START Source data
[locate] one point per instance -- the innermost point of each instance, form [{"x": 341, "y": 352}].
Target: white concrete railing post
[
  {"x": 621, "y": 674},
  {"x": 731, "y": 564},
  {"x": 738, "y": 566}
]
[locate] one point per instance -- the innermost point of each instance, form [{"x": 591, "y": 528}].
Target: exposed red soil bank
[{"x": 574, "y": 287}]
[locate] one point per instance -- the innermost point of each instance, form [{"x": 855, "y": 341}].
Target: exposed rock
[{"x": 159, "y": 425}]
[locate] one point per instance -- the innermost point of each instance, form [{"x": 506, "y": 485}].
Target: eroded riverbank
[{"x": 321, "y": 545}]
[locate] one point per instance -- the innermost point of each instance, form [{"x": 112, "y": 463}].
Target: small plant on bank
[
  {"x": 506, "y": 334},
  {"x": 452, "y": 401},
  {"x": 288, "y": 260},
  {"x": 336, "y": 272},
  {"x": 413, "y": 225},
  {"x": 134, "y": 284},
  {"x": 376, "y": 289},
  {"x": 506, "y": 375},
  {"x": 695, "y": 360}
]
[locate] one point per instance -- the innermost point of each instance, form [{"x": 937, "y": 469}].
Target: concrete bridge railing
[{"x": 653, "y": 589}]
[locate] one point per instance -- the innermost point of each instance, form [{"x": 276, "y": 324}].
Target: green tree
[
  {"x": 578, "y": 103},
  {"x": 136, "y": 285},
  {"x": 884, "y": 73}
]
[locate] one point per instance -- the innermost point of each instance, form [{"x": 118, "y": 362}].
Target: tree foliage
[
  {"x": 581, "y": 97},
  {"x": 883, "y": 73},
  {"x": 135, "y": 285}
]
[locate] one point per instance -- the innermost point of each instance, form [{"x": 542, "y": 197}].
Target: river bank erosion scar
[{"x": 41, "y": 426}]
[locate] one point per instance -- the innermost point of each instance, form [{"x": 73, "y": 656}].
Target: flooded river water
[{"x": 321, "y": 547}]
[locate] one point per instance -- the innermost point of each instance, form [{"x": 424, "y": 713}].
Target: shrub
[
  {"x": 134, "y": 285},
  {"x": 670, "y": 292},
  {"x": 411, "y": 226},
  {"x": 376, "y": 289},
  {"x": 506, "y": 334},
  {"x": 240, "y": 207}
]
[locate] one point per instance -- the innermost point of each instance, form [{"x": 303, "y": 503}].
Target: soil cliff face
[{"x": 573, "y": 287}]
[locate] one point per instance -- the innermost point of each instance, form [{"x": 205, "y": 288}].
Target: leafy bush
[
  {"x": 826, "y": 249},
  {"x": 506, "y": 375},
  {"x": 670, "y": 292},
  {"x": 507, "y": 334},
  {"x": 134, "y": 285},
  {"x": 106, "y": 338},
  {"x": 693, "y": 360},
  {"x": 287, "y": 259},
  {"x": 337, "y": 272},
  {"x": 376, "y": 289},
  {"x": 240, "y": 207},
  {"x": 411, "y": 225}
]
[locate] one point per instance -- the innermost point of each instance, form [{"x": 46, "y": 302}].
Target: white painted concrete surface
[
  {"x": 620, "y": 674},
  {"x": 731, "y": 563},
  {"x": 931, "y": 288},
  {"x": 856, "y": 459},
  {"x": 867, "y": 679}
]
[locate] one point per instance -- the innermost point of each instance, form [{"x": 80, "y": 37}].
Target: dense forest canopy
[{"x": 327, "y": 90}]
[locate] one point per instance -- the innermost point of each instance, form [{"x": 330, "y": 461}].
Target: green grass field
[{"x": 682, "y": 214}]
END Source data
> _What the exercise asks_
What you write must match the records above exactly, line for line.

> _Your response_
[locate] one point per instance -- the innermost point of each instance, form [{"x": 341, "y": 352}].
Target: white concrete railing post
[
  {"x": 621, "y": 674},
  {"x": 731, "y": 564},
  {"x": 738, "y": 566}
]
[locate] one point per instance -- the innermost point of each instance, form [{"x": 591, "y": 528}].
Target: exposed red soil bank
[{"x": 574, "y": 287}]
[locate] one point per instance -- the innermost point of each instance, form [{"x": 855, "y": 341}].
Target: exposed rock
[{"x": 159, "y": 425}]
[locate] one point per instance -- the innermost point of each instance, form [{"x": 506, "y": 485}].
Target: eroded riverbank
[{"x": 321, "y": 545}]
[locate] one point per instance -- the innermost point of each instance, form [{"x": 112, "y": 463}].
Target: small plant on bank
[
  {"x": 506, "y": 334},
  {"x": 452, "y": 401},
  {"x": 288, "y": 260},
  {"x": 336, "y": 272},
  {"x": 413, "y": 225},
  {"x": 134, "y": 284},
  {"x": 376, "y": 289},
  {"x": 506, "y": 375},
  {"x": 695, "y": 360}
]
[locate] one point per instance -- the innermost point of each instance, form [{"x": 937, "y": 469}].
Target: concrete bridge railing
[{"x": 653, "y": 589}]
[locate] one point per instance -- the innermost point of each instance, form [{"x": 276, "y": 324}].
Target: green tree
[
  {"x": 578, "y": 103},
  {"x": 136, "y": 285},
  {"x": 884, "y": 73}
]
[locate] one point per instance -- the innermost point of each instance, form [{"x": 118, "y": 362}].
Target: tree foliage
[
  {"x": 581, "y": 97},
  {"x": 883, "y": 73},
  {"x": 135, "y": 285}
]
[locate] one point per instance -- the innermost point of each instance, form [{"x": 542, "y": 197}].
Target: river bank erosion scar
[{"x": 41, "y": 426}]
[locate] one point per instance -- the innermost point of each instance, form [{"x": 73, "y": 656}].
Target: flooded river water
[{"x": 321, "y": 547}]
[locate] one point per instance -- the innermost point of each instance, form [{"x": 424, "y": 713}].
Target: shrub
[
  {"x": 134, "y": 285},
  {"x": 670, "y": 292},
  {"x": 411, "y": 226},
  {"x": 376, "y": 289},
  {"x": 506, "y": 334},
  {"x": 240, "y": 207}
]
[locate] one point per instance -- the innermost point of each instance, form [{"x": 303, "y": 503}].
Target: soil cliff face
[{"x": 573, "y": 287}]
[locate] one point per instance -- the innermost point of each instance, form [{"x": 205, "y": 288}].
Target: leafy bush
[
  {"x": 826, "y": 249},
  {"x": 506, "y": 375},
  {"x": 670, "y": 292},
  {"x": 507, "y": 334},
  {"x": 134, "y": 285},
  {"x": 106, "y": 338},
  {"x": 693, "y": 360},
  {"x": 287, "y": 259},
  {"x": 337, "y": 272},
  {"x": 376, "y": 289},
  {"x": 240, "y": 207},
  {"x": 411, "y": 225}
]
[locate] one point per instance -- the innermost point of each instance, form [{"x": 46, "y": 302}].
Target: white painted concrete surface
[
  {"x": 620, "y": 674},
  {"x": 731, "y": 563},
  {"x": 931, "y": 288},
  {"x": 856, "y": 459},
  {"x": 867, "y": 679}
]
[locate] one point per instance -- the innermost point of each instance, form [{"x": 80, "y": 37}].
Target: dense forest canopy
[{"x": 327, "y": 90}]
[locate] one point per instance -- the innermost point of each instance, form [{"x": 330, "y": 461}].
Target: green grass field
[{"x": 682, "y": 214}]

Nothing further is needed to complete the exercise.